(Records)
>>>

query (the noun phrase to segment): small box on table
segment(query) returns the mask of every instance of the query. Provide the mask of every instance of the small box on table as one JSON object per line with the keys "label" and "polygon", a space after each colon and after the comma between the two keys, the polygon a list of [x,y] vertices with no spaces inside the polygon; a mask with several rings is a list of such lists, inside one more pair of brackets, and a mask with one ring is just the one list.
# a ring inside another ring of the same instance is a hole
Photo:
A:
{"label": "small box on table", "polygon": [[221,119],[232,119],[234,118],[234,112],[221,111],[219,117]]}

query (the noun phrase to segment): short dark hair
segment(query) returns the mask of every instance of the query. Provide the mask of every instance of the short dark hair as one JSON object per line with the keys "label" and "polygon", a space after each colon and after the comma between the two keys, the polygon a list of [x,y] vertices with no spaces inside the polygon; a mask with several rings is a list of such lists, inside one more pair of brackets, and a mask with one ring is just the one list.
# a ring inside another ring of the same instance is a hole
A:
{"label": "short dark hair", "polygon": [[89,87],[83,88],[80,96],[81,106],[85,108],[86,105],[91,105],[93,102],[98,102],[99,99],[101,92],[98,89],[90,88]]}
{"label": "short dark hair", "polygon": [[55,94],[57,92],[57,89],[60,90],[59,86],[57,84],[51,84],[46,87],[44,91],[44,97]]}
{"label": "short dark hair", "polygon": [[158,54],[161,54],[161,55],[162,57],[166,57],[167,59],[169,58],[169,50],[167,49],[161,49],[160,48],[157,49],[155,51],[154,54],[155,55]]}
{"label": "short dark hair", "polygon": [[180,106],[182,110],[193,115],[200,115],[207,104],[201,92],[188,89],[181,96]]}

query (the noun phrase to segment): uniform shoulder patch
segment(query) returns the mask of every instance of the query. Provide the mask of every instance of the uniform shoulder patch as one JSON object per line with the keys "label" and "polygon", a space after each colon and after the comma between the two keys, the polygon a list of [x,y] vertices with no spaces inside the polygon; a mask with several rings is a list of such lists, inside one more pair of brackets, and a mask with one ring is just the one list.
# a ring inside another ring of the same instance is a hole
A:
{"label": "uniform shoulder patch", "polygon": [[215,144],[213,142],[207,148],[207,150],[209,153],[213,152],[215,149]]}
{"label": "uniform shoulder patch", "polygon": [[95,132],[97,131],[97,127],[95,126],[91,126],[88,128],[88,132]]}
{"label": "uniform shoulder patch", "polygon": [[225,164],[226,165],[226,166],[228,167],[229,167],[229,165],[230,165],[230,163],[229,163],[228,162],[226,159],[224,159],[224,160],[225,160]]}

<<<

● TASK DESCRIPTION
Transcribe the material exactly as it reads.

● CORRECT RESPONSE
query (the noun phrase to segment): small box on table
segment(query) returns the mask of every instance of the query. Provide the mask of every instance of the small box on table as one JSON object per line with the keys "label" and "polygon", a space after each colon and after the comma between the two keys, the polygon a list of [x,y] vertices with no spaces inside the polygon; a mask with several rings is a list of such lists, inside one more pair of brackets, and a mask with one ring is just the one list.
# a ring inside another ring of the same instance is a hole
Photo:
A:
{"label": "small box on table", "polygon": [[221,119],[232,119],[234,118],[234,112],[221,111],[219,117]]}

query (the noun phrase to segment): short dark hair
segment(query) returns the mask of every instance of the query. Provide the mask of every instance of the short dark hair as one JSON object per line with the keys "label" and "polygon", a space after each colon and after the comma between the two keys, the polygon a list of [x,y] vertices with no spaces inside the polygon; a mask with several rings is a list of such lists, inside one more pair of brackets, and a mask with one ring is just the one list.
# a ring inside another ring of the same instance is a hole
A:
{"label": "short dark hair", "polygon": [[89,87],[83,88],[80,96],[81,106],[85,108],[86,105],[91,105],[93,102],[98,102],[99,99],[101,92],[98,89],[90,88]]}
{"label": "short dark hair", "polygon": [[55,94],[57,92],[57,89],[60,90],[59,86],[57,84],[51,84],[46,87],[44,91],[44,97]]}
{"label": "short dark hair", "polygon": [[158,54],[161,54],[161,55],[162,57],[166,57],[167,59],[169,58],[169,50],[167,49],[161,49],[160,48],[157,49],[155,51],[154,54],[155,55]]}
{"label": "short dark hair", "polygon": [[180,106],[182,110],[193,115],[200,115],[207,104],[201,92],[188,89],[181,96]]}

query (the noun phrase to segment): uniform shoulder patch
segment(query) returns the mask of every instance of the query. Provide the mask of every instance of the uniform shoulder patch as one JSON object per line with the keys "label" and "polygon", a space after each colon and after the comma between the two keys, the polygon a list of [x,y] vertices with no spaces inside the polygon; a mask with several rings is a list of such lists, inside one more pair of brackets, and a mask with one ring is just the one list.
# a ring inside another ring of the same instance is a hole
A:
{"label": "uniform shoulder patch", "polygon": [[215,144],[213,142],[207,148],[207,150],[209,153],[213,152],[215,149]]}
{"label": "uniform shoulder patch", "polygon": [[95,132],[97,131],[97,127],[95,126],[91,126],[88,128],[88,132]]}
{"label": "uniform shoulder patch", "polygon": [[225,164],[226,165],[226,166],[228,167],[229,167],[229,165],[230,165],[230,163],[229,163],[228,162],[226,159],[224,159],[224,160],[225,160]]}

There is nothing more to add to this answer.